--- Set problem ---
From the rows below, pull out each line that contains the word "leaf" and copy it unchanged.

--- Items ---
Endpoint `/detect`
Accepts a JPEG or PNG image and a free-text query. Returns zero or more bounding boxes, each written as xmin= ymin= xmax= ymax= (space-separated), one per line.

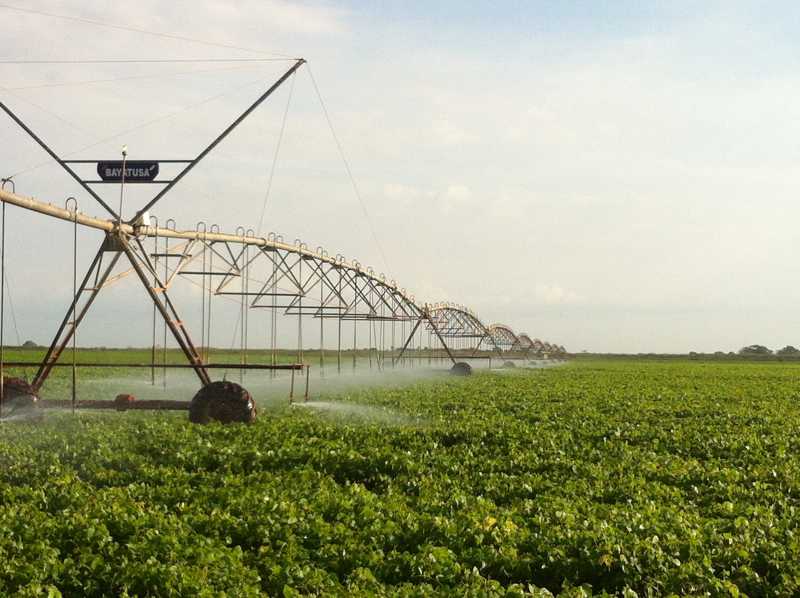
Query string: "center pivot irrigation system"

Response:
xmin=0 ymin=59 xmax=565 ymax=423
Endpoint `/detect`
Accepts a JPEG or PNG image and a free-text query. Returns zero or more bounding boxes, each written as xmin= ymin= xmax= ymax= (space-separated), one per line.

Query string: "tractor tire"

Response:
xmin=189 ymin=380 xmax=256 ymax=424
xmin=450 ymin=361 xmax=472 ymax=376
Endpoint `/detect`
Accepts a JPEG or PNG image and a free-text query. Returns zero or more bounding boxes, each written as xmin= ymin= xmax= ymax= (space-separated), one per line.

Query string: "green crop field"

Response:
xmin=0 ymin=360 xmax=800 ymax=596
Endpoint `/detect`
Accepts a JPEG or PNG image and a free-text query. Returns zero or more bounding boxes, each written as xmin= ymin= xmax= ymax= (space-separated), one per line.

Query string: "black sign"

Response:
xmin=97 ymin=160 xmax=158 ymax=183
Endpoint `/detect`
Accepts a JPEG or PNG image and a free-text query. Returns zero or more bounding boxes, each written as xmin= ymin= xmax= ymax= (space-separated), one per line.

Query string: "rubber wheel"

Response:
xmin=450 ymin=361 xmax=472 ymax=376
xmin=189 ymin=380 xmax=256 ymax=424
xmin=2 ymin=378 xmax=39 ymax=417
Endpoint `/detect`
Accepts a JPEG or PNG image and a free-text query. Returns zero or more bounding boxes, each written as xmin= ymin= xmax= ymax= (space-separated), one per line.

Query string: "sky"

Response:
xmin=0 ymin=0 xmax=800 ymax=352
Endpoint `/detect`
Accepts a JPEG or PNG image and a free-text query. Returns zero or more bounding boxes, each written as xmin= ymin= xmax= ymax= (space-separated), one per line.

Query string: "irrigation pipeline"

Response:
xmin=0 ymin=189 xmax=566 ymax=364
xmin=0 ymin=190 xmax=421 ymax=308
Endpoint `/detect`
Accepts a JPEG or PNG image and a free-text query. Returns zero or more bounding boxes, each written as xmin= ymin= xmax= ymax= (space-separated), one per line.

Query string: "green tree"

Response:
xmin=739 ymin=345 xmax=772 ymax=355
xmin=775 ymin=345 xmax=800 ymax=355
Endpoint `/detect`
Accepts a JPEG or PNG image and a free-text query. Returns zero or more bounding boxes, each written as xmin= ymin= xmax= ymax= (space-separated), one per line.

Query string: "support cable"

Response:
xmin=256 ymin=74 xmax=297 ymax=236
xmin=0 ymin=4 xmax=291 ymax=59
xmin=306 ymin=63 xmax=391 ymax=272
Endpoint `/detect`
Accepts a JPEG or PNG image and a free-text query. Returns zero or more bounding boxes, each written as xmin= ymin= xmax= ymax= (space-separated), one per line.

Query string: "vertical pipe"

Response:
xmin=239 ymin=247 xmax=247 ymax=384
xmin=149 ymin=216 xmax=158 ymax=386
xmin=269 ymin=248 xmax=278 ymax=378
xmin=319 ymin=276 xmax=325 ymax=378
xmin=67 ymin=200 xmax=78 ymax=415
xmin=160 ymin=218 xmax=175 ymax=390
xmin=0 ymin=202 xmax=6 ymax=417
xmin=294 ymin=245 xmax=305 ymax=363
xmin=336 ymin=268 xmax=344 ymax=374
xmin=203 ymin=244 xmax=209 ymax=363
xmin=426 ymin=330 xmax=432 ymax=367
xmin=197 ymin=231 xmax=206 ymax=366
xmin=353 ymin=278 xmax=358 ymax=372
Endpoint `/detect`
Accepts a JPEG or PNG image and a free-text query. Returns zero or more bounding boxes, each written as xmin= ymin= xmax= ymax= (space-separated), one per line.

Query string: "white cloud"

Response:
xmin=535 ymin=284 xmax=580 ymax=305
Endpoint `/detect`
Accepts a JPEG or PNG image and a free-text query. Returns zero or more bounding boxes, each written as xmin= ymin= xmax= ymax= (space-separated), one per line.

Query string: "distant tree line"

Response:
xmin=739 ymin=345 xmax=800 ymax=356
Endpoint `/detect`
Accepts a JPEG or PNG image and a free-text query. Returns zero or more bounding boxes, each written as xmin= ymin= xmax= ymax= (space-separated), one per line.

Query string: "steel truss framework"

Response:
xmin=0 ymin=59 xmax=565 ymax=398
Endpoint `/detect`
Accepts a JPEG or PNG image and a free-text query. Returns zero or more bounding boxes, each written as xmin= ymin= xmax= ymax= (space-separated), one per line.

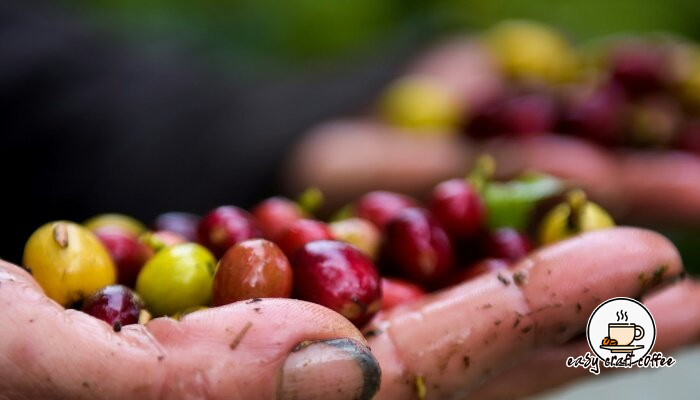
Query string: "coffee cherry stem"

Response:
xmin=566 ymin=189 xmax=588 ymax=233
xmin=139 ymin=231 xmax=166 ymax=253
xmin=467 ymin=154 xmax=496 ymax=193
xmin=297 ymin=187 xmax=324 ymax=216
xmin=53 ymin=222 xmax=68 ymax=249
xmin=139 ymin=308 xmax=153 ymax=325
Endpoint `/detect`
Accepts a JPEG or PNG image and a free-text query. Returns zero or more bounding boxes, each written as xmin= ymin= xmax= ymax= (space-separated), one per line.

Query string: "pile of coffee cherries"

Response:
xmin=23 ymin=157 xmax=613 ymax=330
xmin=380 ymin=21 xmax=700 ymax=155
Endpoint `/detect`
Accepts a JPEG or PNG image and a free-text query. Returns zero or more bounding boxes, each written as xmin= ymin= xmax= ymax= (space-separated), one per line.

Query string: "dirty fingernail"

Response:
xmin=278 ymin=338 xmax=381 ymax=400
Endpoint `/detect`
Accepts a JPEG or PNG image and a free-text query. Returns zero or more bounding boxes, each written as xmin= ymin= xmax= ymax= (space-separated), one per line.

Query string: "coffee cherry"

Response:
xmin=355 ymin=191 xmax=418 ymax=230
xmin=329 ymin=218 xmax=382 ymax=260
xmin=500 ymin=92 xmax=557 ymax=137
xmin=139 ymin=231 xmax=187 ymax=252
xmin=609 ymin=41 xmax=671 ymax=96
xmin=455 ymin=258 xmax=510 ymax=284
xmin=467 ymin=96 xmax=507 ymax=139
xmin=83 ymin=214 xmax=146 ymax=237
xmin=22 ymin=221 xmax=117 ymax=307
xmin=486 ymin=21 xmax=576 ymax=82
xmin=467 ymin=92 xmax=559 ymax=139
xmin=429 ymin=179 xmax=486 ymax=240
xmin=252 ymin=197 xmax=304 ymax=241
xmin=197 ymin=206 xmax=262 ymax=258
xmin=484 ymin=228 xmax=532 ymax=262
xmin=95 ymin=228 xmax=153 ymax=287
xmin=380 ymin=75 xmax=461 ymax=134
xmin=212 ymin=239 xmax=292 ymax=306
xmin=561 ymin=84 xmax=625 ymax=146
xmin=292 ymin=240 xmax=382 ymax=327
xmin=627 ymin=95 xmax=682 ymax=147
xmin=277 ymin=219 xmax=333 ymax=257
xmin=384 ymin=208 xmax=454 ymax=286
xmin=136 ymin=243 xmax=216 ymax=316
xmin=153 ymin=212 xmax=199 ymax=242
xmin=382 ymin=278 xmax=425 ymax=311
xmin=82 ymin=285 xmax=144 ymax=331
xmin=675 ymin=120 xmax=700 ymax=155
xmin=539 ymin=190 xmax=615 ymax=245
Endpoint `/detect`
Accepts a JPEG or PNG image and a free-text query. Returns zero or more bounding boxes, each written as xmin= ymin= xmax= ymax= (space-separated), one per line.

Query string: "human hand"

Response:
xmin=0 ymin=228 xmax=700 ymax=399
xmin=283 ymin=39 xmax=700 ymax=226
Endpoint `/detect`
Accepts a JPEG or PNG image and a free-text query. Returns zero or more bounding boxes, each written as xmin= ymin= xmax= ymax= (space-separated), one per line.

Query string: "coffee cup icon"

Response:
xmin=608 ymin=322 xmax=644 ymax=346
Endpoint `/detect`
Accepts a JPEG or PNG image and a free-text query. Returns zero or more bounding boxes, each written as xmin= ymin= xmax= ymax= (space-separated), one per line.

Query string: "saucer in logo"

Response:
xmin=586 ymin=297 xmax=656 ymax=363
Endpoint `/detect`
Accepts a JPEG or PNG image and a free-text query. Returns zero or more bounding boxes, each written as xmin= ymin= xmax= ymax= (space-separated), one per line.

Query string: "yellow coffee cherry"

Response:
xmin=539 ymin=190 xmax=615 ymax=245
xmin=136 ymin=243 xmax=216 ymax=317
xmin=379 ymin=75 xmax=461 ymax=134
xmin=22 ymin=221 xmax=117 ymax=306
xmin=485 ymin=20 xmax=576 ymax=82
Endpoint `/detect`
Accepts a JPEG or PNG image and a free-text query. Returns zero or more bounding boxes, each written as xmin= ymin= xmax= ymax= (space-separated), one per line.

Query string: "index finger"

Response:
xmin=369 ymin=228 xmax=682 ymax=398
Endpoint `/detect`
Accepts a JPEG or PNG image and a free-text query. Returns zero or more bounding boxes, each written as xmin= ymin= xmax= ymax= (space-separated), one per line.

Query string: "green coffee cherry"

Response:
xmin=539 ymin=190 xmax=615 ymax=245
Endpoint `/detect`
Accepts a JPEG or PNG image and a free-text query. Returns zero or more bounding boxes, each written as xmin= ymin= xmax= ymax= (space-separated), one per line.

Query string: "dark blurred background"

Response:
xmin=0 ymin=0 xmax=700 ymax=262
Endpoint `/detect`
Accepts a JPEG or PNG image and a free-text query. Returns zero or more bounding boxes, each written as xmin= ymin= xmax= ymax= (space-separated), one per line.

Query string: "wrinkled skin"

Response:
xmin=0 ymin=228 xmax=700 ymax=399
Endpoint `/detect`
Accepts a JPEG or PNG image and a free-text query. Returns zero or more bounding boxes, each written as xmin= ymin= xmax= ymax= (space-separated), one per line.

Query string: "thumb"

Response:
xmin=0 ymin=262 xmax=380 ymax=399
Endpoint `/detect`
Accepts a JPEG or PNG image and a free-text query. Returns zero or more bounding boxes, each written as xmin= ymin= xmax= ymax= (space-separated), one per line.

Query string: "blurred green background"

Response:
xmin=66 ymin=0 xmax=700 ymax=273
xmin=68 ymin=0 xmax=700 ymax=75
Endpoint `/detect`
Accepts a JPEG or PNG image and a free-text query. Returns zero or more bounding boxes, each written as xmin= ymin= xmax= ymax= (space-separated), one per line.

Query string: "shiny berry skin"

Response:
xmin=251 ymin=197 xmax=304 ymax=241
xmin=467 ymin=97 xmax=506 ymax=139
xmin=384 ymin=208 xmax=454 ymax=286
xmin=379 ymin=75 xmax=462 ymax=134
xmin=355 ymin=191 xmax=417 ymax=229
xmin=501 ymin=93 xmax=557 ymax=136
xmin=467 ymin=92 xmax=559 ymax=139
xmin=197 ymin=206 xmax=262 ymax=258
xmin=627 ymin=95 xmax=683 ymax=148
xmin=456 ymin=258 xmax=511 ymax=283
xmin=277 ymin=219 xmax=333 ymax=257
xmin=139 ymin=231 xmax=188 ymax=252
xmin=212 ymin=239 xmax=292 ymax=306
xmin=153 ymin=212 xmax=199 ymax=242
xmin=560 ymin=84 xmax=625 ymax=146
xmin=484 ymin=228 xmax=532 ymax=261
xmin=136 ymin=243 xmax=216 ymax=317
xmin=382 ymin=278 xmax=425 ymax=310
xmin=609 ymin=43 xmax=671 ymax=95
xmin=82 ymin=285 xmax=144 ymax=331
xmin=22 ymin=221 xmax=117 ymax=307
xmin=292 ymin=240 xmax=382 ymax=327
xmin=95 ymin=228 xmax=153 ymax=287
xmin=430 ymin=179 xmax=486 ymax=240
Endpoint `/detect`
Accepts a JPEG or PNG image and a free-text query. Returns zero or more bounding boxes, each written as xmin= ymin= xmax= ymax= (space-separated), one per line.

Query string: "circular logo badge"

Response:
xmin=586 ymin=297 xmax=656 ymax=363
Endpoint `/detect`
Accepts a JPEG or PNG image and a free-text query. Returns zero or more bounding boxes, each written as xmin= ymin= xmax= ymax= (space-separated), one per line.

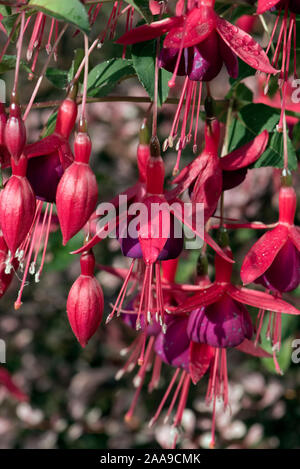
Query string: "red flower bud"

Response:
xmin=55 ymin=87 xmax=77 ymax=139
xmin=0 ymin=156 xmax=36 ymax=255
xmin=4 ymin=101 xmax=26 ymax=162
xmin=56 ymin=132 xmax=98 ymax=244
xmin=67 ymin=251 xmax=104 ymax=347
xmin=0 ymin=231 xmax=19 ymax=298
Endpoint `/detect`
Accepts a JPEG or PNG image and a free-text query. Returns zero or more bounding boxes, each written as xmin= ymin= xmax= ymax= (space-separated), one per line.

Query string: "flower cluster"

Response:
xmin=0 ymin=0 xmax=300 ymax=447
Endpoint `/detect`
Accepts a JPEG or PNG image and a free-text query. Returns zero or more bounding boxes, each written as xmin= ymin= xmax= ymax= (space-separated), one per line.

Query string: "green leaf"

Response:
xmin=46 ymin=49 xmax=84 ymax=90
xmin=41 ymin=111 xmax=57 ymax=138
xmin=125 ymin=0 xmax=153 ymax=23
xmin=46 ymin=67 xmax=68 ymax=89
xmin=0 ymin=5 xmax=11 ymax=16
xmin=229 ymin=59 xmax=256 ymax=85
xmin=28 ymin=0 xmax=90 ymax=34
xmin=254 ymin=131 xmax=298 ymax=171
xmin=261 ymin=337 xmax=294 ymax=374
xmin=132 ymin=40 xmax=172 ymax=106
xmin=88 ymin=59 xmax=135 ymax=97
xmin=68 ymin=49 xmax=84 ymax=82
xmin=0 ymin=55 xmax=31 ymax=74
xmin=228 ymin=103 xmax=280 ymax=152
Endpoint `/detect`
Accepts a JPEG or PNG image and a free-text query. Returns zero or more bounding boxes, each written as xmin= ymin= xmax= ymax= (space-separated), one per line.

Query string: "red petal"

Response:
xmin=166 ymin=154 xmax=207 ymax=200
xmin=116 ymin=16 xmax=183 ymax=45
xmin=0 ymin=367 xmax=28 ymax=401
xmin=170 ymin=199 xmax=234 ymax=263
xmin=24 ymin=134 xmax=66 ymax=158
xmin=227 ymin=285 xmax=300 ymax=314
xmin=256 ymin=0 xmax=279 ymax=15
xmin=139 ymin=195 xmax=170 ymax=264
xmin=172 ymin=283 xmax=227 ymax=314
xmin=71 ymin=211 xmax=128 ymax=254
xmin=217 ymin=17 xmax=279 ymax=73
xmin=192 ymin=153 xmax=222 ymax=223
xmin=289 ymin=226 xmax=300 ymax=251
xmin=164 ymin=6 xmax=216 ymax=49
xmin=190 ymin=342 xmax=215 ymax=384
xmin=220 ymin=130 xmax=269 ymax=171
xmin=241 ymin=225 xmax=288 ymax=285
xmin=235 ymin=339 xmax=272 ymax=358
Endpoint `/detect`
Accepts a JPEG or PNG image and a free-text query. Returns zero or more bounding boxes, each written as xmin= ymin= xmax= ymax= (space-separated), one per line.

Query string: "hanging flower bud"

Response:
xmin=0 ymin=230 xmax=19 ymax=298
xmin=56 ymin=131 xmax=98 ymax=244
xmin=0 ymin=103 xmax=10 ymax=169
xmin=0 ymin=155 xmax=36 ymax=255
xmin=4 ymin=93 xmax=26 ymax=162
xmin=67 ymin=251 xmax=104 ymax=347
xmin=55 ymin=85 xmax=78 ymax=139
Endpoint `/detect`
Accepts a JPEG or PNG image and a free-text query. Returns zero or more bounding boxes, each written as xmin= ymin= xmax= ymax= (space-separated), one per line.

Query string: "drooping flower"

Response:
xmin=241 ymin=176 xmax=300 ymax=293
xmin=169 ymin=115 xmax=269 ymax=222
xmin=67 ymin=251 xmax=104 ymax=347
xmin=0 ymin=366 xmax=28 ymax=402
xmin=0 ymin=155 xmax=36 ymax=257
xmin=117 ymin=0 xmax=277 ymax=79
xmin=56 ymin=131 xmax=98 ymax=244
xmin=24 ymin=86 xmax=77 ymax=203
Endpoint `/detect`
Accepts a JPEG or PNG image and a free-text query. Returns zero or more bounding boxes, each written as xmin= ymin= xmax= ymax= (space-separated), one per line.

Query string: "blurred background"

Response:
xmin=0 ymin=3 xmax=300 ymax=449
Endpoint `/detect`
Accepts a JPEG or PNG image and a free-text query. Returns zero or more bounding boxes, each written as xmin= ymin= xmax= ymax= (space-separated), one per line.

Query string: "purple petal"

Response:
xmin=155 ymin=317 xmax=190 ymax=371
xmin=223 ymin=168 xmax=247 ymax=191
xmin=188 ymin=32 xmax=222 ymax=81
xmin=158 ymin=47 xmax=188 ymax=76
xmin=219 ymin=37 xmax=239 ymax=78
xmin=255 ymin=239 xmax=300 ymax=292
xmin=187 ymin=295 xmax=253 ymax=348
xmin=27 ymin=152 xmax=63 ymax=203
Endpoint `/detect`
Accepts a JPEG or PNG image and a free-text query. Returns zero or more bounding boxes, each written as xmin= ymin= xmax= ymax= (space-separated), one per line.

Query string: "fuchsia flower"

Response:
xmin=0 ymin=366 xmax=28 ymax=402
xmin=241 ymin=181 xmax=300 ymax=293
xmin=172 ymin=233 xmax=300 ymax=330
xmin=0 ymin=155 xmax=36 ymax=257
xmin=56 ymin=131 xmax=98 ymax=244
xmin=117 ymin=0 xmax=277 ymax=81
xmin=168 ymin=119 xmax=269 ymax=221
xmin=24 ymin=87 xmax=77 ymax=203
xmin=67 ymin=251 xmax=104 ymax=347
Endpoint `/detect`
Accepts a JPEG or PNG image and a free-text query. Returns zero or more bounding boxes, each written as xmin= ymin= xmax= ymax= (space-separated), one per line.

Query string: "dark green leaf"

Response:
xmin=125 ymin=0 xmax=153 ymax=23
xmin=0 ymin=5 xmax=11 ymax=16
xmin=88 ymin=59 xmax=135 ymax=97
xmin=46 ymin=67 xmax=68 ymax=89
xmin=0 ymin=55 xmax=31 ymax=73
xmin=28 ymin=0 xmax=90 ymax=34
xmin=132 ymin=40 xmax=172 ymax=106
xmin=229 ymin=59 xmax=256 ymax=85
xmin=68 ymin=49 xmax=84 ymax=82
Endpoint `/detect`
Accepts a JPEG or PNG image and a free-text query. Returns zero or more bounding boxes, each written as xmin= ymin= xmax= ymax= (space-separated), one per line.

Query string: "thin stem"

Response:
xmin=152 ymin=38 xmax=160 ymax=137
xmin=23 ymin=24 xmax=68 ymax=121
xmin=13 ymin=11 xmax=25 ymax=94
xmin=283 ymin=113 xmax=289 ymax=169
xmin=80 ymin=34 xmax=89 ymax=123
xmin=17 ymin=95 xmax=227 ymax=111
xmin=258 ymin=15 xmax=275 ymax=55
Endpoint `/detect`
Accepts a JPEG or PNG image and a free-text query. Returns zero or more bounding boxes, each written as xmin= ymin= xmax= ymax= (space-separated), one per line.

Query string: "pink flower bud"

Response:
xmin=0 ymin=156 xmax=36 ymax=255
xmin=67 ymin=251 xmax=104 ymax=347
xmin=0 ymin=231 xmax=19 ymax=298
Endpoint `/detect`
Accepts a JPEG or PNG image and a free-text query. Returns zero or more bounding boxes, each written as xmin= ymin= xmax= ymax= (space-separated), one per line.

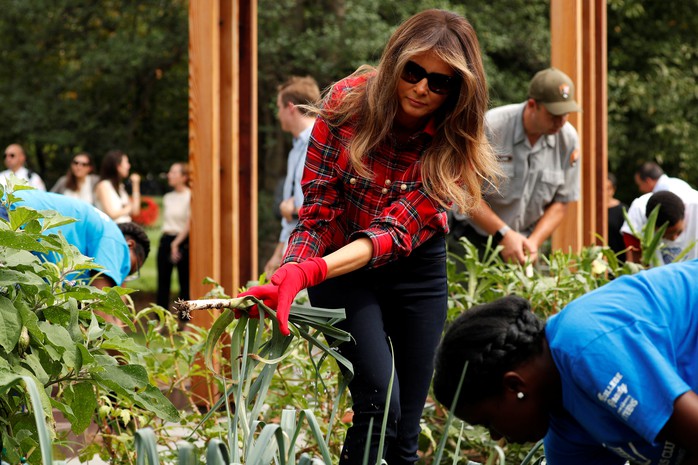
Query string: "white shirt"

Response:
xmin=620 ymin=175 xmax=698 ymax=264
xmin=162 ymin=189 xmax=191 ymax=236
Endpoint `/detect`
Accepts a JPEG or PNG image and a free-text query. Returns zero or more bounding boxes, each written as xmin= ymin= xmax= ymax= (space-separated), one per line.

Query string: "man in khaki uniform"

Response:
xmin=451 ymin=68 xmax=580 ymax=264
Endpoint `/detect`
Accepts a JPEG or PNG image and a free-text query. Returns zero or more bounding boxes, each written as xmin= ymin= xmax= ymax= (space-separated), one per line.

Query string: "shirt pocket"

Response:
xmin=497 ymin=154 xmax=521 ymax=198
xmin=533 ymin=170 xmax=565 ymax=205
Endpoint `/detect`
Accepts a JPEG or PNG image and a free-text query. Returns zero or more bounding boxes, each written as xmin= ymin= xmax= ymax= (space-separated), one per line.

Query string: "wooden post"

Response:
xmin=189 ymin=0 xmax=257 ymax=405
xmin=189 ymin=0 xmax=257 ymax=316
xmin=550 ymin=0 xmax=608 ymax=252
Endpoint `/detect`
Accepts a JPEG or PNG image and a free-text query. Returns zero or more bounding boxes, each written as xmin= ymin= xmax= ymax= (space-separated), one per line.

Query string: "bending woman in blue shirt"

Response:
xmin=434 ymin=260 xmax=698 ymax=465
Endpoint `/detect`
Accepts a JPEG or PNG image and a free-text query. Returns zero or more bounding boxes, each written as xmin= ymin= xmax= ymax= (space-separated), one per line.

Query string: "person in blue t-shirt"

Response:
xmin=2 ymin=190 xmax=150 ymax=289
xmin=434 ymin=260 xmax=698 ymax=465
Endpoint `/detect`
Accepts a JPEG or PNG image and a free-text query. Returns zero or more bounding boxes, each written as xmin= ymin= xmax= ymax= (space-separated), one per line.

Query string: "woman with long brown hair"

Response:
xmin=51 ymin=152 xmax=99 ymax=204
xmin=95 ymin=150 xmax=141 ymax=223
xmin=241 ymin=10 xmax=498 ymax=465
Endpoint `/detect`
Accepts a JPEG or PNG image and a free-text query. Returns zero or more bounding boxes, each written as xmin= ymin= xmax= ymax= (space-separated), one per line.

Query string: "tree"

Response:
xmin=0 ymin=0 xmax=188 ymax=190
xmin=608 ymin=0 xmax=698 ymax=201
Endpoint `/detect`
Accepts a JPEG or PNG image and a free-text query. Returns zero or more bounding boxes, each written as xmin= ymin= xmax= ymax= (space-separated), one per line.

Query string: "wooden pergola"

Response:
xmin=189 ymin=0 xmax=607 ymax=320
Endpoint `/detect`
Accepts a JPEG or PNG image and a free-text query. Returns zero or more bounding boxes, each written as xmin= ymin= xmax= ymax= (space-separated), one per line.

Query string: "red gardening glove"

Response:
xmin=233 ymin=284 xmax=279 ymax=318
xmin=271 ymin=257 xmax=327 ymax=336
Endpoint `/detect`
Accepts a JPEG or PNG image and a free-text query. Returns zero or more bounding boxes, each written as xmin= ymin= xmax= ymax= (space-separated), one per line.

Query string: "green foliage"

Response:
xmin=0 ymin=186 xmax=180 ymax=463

--- Answer to this problem ---
Query string: "green leaf"
Query string: "dark green leaf"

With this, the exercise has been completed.